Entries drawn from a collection
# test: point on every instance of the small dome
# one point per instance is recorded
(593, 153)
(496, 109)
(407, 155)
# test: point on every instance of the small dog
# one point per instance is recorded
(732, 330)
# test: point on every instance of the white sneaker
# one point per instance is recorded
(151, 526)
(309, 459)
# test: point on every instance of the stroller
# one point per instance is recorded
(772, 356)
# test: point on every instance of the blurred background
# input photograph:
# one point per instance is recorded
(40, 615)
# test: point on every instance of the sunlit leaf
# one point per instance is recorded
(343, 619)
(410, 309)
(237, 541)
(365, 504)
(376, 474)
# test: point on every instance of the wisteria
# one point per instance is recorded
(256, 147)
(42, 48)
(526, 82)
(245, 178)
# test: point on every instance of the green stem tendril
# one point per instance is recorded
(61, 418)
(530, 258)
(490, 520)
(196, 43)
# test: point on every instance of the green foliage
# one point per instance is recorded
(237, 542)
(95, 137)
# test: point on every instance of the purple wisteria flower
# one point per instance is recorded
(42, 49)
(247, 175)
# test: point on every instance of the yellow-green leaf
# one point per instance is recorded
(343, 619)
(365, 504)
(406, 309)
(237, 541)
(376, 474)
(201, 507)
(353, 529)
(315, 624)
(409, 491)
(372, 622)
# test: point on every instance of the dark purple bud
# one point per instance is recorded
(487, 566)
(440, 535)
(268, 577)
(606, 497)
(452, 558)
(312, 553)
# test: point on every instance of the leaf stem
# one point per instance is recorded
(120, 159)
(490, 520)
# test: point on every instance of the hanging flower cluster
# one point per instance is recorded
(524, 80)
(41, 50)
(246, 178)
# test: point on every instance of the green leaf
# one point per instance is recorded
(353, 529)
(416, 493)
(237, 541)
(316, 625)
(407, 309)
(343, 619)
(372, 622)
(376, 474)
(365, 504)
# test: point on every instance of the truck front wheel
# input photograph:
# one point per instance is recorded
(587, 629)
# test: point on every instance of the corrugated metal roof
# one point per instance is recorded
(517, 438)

# The problem:
Reproduce all of the material above line by line, keeping every character unchanged.

# Answer to this task:
# test: point on every instance of the small dome
# one point per instance is recorded
(593, 153)
(496, 109)
(407, 155)
# test: point on every instance of the small dog
# one point per instance is recorded
(732, 330)
# test: point on every instance of the white sneaker
# one point per instance is recorded
(151, 526)
(309, 459)
# test: point on every instance of the stroller
# one point per instance is recorded
(772, 356)
# test: point on every instance of the blurred background
# input photograph:
# one point per instance is recorded
(40, 615)
# test: point on every instance of the sunlit leaf
# one point per instance is recorded
(343, 619)
(410, 309)
(237, 541)
(365, 504)
(376, 474)
# test: point on every instance of the wisteria
# one point per instance is recorded
(256, 147)
(42, 48)
(526, 82)
(245, 178)
# test: point on every instance of the green stem tendril
# one point per instance is recorded
(61, 418)
(530, 258)
(490, 520)
(196, 43)
# test: point on every instance of the green foliage
# one point per instance is recorded
(237, 542)
(95, 137)
# test: point on every instance of the purple wisteria flower
# one point per instance is recorded
(42, 49)
(247, 175)
# test: point on every instance of the yellow-green leaf
# one point per instance is recorded
(343, 619)
(365, 504)
(406, 309)
(237, 541)
(376, 474)
(201, 507)
(353, 529)
(315, 624)
(409, 491)
(372, 622)
# test: point on every instance of the dark purple bud
# one point per instance is recorded
(487, 566)
(440, 535)
(268, 577)
(606, 497)
(452, 558)
(312, 553)
# test: point on every instance of the leaf stem
# one point per instance is recorded
(120, 159)
(490, 520)
# test: point on every instance of the hanging flower cluster
# one point per instance is recorded
(524, 80)
(41, 50)
(246, 178)
# test: point on every instance of the green leaf
# one point per instance is recorded
(353, 529)
(416, 493)
(237, 541)
(316, 625)
(407, 309)
(343, 619)
(372, 622)
(376, 474)
(365, 504)
# test: point on every instance of the truck front wheel
# input photograph:
# one point per instance is recorded
(587, 629)
# test: point on every instance of the corrugated metal roof
# one point per instance is recorded
(517, 438)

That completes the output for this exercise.